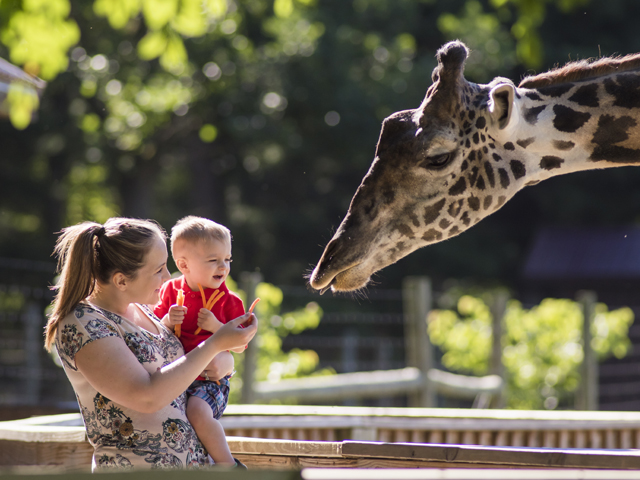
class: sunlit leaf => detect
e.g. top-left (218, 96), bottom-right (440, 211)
top-left (141, 0), bottom-right (178, 30)
top-left (274, 0), bottom-right (294, 18)
top-left (137, 30), bottom-right (168, 60)
top-left (94, 0), bottom-right (141, 29)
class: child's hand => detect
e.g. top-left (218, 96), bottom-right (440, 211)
top-left (203, 351), bottom-right (235, 381)
top-left (164, 305), bottom-right (186, 329)
top-left (197, 308), bottom-right (223, 333)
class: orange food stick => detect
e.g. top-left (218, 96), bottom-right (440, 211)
top-left (198, 284), bottom-right (207, 305)
top-left (206, 289), bottom-right (224, 310)
top-left (175, 289), bottom-right (184, 337)
top-left (249, 298), bottom-right (260, 313)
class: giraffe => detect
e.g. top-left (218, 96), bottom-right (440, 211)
top-left (310, 40), bottom-right (640, 293)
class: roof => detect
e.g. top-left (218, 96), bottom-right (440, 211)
top-left (522, 226), bottom-right (640, 280)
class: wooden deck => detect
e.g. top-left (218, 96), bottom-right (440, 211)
top-left (3, 407), bottom-right (640, 476)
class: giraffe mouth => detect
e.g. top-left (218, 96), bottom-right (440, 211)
top-left (310, 258), bottom-right (372, 293)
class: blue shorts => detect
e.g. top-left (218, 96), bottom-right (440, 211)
top-left (186, 375), bottom-right (231, 420)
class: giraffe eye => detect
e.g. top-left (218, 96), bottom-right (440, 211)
top-left (424, 152), bottom-right (453, 169)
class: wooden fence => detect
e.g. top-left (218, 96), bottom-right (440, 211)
top-left (5, 409), bottom-right (640, 473)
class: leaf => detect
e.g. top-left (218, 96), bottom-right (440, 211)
top-left (137, 30), bottom-right (168, 60)
top-left (93, 0), bottom-right (141, 29)
top-left (274, 0), bottom-right (294, 18)
top-left (203, 0), bottom-right (228, 18)
top-left (159, 33), bottom-right (187, 73)
top-left (141, 0), bottom-right (178, 30)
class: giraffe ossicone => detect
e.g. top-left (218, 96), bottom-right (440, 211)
top-left (310, 40), bottom-right (640, 293)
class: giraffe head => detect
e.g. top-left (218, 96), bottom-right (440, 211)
top-left (310, 41), bottom-right (526, 293)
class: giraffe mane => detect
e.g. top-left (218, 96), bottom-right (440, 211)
top-left (518, 52), bottom-right (640, 89)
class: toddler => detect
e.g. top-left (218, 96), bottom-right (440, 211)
top-left (154, 216), bottom-right (249, 468)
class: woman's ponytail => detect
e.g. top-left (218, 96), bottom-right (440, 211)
top-left (44, 222), bottom-right (103, 351)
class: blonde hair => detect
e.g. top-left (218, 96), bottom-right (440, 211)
top-left (170, 216), bottom-right (231, 258)
top-left (44, 218), bottom-right (166, 351)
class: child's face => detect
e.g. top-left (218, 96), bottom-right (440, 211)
top-left (182, 238), bottom-right (232, 291)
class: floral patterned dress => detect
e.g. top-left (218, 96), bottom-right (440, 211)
top-left (55, 302), bottom-right (210, 471)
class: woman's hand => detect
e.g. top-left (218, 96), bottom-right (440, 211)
top-left (211, 313), bottom-right (257, 352)
top-left (203, 351), bottom-right (234, 381)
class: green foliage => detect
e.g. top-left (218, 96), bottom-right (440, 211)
top-left (428, 294), bottom-right (634, 410)
top-left (225, 278), bottom-right (332, 404)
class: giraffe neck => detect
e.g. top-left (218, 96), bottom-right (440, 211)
top-left (498, 73), bottom-right (640, 186)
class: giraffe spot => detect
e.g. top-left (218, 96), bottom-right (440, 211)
top-left (496, 196), bottom-right (507, 208)
top-left (461, 160), bottom-right (469, 171)
top-left (478, 151), bottom-right (484, 161)
top-left (525, 92), bottom-right (543, 101)
top-left (476, 176), bottom-right (486, 190)
top-left (569, 84), bottom-right (599, 107)
top-left (473, 132), bottom-right (480, 144)
top-left (489, 143), bottom-right (496, 149)
top-left (468, 166), bottom-right (479, 186)
top-left (493, 153), bottom-right (502, 162)
top-left (605, 74), bottom-right (640, 109)
top-left (475, 117), bottom-right (486, 129)
top-left (481, 135), bottom-right (487, 143)
top-left (424, 198), bottom-right (447, 225)
top-left (591, 114), bottom-right (640, 162)
top-left (463, 121), bottom-right (471, 129)
top-left (504, 142), bottom-right (515, 151)
top-left (525, 180), bottom-right (540, 186)
top-left (552, 104), bottom-right (591, 133)
top-left (458, 129), bottom-right (464, 137)
top-left (465, 139), bottom-right (471, 148)
top-left (552, 140), bottom-right (575, 151)
top-left (540, 155), bottom-right (564, 170)
top-left (482, 146), bottom-right (488, 154)
top-left (484, 162), bottom-right (495, 188)
top-left (409, 211), bottom-right (420, 228)
top-left (448, 199), bottom-right (464, 217)
top-left (516, 137), bottom-right (535, 149)
top-left (498, 168), bottom-right (510, 188)
top-left (510, 160), bottom-right (526, 179)
top-left (468, 150), bottom-right (476, 162)
top-left (460, 211), bottom-right (471, 226)
top-left (439, 218), bottom-right (451, 229)
top-left (448, 177), bottom-right (467, 196)
top-left (524, 105), bottom-right (546, 125)
top-left (468, 110), bottom-right (476, 120)
top-left (394, 223), bottom-right (414, 238)
top-left (468, 196), bottom-right (480, 211)
top-left (483, 196), bottom-right (493, 210)
top-left (540, 83), bottom-right (574, 97)
top-left (448, 226), bottom-right (460, 237)
top-left (422, 229), bottom-right (443, 242)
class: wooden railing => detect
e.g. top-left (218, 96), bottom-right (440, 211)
top-left (5, 409), bottom-right (640, 473)
top-left (220, 405), bottom-right (640, 449)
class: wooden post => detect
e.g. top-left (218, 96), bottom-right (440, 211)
top-left (489, 290), bottom-right (508, 408)
top-left (240, 272), bottom-right (263, 404)
top-left (576, 290), bottom-right (598, 411)
top-left (402, 276), bottom-right (435, 407)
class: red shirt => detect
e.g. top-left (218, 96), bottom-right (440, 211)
top-left (154, 276), bottom-right (245, 356)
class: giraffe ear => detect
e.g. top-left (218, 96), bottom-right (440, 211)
top-left (488, 82), bottom-right (516, 130)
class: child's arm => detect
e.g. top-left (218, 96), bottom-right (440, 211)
top-left (196, 308), bottom-right (224, 333)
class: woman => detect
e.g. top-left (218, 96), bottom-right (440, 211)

**TASK DIRECTIONS**: Bring together all lines of the entries above in which the string "leaf" occurs.

**EXPECTED ANSWER**:
class: sunlit leaf => detect
class: leaf => detect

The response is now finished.